GIVEN EXERCISE A »
Report each line in the listing that contains the word "black".

QUOTED PASSAGE »
— START —
A loophole in the California workers comp law allows athletes who permanently reside in any other state to file claims within California, claiming the same benefits as blue-collar workers in the state.
Media reports have outlined numerous six-figure payouts to out-of-state athletes. In order to qualify, most of the athletes have played as little as one or two games, or in some cases just one inning in California.
The loophole allows athletes to file claims for “cumulative trauma” or non-specific injuries in California, then file the same or a similar claim in their home state. As of August 8, 4,500 claims have been filed resulting in $747 million in payouts, with another 5,000 cases pending.
Assemblyman Henry T. Perea trying to get AB 1309 passed to close this loophole. It simply adds a common-sense jurisdictional standard governing when athletes are allowed to claim benefits in the state of California.
— END —
GIVEN EXERCISE B »
Rewrite the workers comp passage from the words "The loophole allows" through "state of California.", renaming "loophole" to "gap" wherever it occurs.

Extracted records
— START —
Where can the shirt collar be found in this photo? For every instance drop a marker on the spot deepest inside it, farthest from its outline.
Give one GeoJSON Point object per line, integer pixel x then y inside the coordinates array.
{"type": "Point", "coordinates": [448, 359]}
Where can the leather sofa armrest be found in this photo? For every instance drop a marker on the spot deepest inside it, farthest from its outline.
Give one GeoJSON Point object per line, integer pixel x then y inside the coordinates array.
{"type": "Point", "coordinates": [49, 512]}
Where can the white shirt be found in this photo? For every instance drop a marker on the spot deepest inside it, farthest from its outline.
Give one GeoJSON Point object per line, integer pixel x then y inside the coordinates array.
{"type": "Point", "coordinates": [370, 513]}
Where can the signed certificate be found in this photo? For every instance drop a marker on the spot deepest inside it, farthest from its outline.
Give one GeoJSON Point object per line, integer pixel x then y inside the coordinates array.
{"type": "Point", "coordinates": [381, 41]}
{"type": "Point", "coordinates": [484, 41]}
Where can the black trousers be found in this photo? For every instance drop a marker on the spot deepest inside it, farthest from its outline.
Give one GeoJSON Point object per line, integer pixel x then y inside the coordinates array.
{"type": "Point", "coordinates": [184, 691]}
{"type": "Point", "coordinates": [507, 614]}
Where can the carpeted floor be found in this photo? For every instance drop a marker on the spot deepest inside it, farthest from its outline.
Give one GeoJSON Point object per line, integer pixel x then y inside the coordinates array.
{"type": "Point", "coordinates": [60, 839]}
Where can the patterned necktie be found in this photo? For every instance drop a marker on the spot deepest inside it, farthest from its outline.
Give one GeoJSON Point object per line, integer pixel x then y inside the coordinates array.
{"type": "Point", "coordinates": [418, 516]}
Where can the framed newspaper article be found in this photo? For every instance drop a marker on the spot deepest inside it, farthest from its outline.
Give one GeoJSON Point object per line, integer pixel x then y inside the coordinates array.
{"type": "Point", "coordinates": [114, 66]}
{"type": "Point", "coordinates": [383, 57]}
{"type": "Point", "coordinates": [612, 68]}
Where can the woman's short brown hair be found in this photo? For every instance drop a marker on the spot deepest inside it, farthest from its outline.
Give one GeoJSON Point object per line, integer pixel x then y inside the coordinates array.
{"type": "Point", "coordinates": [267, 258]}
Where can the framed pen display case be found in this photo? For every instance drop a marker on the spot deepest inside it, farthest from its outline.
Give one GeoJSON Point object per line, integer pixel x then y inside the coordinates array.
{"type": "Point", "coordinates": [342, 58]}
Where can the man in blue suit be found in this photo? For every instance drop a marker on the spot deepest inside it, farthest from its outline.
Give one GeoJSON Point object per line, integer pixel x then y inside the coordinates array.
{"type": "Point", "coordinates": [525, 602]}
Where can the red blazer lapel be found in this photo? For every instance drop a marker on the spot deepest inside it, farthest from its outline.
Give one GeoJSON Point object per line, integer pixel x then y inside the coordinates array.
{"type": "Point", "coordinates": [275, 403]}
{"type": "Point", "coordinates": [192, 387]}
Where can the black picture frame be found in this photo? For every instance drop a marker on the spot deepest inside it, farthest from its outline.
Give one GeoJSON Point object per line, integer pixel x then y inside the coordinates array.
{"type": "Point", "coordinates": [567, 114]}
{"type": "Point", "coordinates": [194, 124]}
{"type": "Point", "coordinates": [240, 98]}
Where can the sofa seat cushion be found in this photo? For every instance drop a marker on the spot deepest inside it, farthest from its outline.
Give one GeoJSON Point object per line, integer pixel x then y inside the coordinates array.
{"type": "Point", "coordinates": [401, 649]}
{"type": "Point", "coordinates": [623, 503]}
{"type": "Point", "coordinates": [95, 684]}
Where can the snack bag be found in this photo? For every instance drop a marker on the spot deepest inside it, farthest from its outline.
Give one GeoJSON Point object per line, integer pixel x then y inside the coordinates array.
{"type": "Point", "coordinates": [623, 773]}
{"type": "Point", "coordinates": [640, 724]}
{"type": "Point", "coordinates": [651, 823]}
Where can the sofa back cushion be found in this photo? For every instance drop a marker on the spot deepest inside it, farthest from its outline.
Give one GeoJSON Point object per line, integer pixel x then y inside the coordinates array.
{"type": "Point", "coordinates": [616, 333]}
— END —
FINAL RESULT A »
Where can the black trousers be found in this photo? For every instance drop a marker on the spot deepest inside it, farthest from its outline.
Where can the black picture frame be found in this photo? For every instance drop a marker on the spot deepest inside it, farthest from its outline.

FINAL RESULT B »
The gap allows athletes to file claims for “cumulative trauma” or non-specific injuries in California, then file the same or a similar claim in their home state. As of August 8, 4,500 claims have been filed resulting in $747 million in payouts, with another 5,000 cases pending.
Assemblyman Henry T. Perea trying to get AB 1309 passed to close this gap. It simply adds a common-sense jurisdictional standard governing when athletes are allowed to claim benefits in the state of California.